Theoretically, if all alleles divided equally into the genomes of daughter cells after each asexual division, alleles should have average frequencies of 0.5 (with variation around this expectation resulting from random sampling of parental chromosomes). This is consistent with our observation that the distribution of minor-allele frequencies peaks at 0.5 (Fig. 3A), but this distribution is also widely distributed from 0.05 to 0.5, with a minor peak at 0.05. The pattern remains after increasing the coverage cutoff for each heterozygous site to 100×, indicating that sequencing error is not the cause of the wide distribution of allele frequencies. We simulated the expectation of this distribution under the assumption of conventional binomial sampling of heterozygous sites assumed to all have 0.5 frequencies (supplemental material appendix, Code S1), demonstrating that the wide distribution seen in Halteria is incompatible with simple random sequencing variation (Fig. 3B).

FIG 3.

Polymorphic sites in nanochromosomes. (A) Distribution of minor-allele frequency (MAF) for polymorphic sites. The bin size is 0.01. (B) Distributions of allele-frequency estimates and observations. The bin size is 0.01. (C) The mean value of the MAF (gradually increasing) as a function of total sequencing coverage. All heterozygous sites are divided into 50 groups based on the sequencing coverage of chromosomes. Each dot represents a window size of 5× coverage.

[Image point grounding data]
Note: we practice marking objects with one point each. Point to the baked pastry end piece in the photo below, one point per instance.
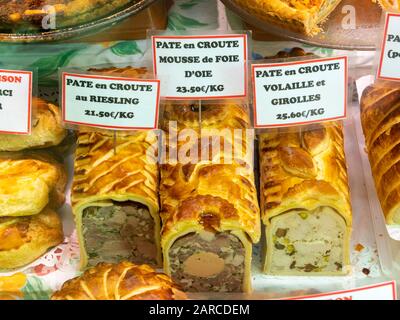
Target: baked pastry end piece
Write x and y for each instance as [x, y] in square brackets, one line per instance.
[308, 242]
[298, 15]
[24, 239]
[122, 281]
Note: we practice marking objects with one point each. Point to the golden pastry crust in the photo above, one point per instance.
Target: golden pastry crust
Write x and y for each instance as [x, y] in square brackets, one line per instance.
[47, 129]
[126, 171]
[28, 184]
[68, 12]
[297, 15]
[24, 239]
[226, 191]
[391, 5]
[380, 118]
[123, 281]
[304, 169]
[215, 192]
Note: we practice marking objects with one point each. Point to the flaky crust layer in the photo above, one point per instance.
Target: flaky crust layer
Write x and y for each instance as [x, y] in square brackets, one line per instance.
[123, 281]
[24, 239]
[47, 129]
[304, 169]
[29, 184]
[124, 169]
[297, 15]
[380, 118]
[216, 190]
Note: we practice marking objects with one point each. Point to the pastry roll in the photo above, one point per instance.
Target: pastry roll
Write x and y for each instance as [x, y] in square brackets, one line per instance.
[24, 239]
[122, 281]
[380, 118]
[115, 197]
[305, 201]
[208, 198]
[47, 129]
[29, 183]
[297, 15]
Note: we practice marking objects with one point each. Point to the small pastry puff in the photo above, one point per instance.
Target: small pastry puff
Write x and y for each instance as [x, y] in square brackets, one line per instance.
[47, 129]
[31, 187]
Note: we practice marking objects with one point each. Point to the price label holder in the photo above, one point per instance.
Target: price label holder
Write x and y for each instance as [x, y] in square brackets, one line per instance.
[389, 59]
[201, 67]
[299, 92]
[380, 291]
[109, 102]
[16, 99]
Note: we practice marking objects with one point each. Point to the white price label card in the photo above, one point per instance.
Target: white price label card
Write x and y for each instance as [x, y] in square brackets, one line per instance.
[201, 67]
[389, 63]
[15, 101]
[110, 102]
[300, 92]
[381, 291]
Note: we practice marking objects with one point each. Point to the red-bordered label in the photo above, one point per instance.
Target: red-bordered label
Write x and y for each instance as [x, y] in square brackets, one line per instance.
[381, 291]
[111, 102]
[15, 101]
[308, 101]
[389, 67]
[228, 78]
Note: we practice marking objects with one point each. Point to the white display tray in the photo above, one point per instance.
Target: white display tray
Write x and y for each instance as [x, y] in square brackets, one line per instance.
[369, 231]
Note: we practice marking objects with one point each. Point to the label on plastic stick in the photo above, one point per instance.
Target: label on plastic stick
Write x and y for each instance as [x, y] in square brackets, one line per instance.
[201, 67]
[300, 92]
[389, 64]
[381, 291]
[110, 102]
[15, 101]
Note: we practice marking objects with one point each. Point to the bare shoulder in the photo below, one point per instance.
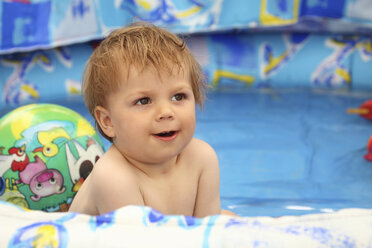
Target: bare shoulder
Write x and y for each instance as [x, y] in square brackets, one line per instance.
[114, 183]
[112, 168]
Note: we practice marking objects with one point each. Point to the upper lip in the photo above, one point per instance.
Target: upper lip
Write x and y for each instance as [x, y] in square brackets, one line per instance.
[164, 132]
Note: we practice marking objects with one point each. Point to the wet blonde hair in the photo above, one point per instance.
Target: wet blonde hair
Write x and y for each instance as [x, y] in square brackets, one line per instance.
[139, 45]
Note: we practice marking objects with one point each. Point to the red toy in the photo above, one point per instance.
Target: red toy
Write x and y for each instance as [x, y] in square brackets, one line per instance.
[368, 156]
[364, 110]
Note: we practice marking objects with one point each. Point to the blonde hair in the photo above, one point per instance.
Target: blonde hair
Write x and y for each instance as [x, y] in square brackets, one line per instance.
[139, 45]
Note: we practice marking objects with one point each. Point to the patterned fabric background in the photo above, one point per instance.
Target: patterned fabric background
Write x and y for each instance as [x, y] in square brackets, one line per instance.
[235, 57]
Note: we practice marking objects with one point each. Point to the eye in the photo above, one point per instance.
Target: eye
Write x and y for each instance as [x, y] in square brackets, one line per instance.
[178, 97]
[143, 101]
[39, 186]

:: ABOUT THIS EXERCISE ::
Update the excerpt on Halteria allele frequencies, starting at "Polymorphic sites in" and ending at "of 5× coverage.", and change every "bin size" to "bin width".

:: SOLUTION TO THE PROBLEM ::
Polymorphic sites in nanochromosomes. (A) Distribution of minor-allele frequency (MAF) for polymorphic sites. The bin width is 0.01. (B) Distributions of allele-frequency estimates and observations. The bin width is 0.01. (C) The mean value of the MAF (gradually increasing) as a function of total sequencing coverage. All heterozygous sites are divided into 50 groups based on the sequencing coverage of chromosomes. Each dot represents a window size of 5× coverage.